**MATERIAL SUPPLIED**.
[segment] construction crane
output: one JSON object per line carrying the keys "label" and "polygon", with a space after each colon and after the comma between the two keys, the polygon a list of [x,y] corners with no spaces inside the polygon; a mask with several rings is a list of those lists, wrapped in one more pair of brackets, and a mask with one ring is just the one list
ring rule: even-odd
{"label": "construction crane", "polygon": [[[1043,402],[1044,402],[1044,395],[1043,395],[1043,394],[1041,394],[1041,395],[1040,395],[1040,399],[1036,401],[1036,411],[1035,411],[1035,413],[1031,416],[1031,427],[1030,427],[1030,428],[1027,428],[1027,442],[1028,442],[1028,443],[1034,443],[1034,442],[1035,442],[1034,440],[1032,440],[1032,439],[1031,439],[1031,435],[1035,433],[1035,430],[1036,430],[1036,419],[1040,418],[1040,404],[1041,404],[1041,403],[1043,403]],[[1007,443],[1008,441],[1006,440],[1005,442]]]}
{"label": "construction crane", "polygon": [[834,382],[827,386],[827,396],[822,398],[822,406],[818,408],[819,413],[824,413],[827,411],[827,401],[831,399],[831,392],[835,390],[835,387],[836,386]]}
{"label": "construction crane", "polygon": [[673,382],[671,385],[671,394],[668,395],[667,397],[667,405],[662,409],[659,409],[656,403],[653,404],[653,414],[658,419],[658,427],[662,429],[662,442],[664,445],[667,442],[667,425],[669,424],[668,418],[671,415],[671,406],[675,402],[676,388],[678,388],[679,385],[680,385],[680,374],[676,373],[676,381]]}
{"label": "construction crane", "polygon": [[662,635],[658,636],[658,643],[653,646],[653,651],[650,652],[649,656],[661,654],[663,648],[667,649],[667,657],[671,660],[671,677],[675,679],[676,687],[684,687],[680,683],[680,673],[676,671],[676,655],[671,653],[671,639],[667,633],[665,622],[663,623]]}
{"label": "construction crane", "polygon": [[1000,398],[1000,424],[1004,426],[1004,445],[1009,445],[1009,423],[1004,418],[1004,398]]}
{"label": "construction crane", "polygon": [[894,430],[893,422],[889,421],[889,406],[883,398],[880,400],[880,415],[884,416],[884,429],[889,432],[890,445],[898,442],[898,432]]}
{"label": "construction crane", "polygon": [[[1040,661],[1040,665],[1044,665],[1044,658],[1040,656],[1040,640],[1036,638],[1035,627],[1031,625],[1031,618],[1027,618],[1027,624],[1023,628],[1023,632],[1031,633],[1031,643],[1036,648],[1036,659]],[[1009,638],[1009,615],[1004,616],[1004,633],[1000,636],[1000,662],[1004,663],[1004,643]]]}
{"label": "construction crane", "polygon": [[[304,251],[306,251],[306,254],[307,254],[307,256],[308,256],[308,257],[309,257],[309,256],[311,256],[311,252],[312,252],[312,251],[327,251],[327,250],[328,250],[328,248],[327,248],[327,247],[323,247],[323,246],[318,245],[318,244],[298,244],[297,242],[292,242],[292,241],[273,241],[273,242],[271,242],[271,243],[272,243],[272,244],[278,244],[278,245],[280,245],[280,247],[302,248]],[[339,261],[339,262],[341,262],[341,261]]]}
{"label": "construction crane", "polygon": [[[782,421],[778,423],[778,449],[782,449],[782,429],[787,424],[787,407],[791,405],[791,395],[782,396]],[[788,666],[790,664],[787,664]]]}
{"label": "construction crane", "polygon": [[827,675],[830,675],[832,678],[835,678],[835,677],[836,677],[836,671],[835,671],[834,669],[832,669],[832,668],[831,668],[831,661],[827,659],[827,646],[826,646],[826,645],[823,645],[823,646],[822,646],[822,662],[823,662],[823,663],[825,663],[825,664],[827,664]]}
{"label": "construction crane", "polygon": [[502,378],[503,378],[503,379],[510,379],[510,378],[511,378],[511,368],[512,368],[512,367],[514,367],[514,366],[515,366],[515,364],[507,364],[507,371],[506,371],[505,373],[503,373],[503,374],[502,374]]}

**HOW TO COMPLETE THIS TASK**. Find the lines in the entries above where "ring" occurs, and copy each of them.

**ANSWER TO THE EXERCISE**.
output: one JSON object per line carrying the keys "label" and "polygon", with a space after each colon and after the comma between the two keys, the polygon a list of [x,y] corners with no spaces inside the polygon; a mask with several rings is a list of those lists, wrapped in one more pair of brackets, and a mask with one ring is just the one list
ring rule: even-odd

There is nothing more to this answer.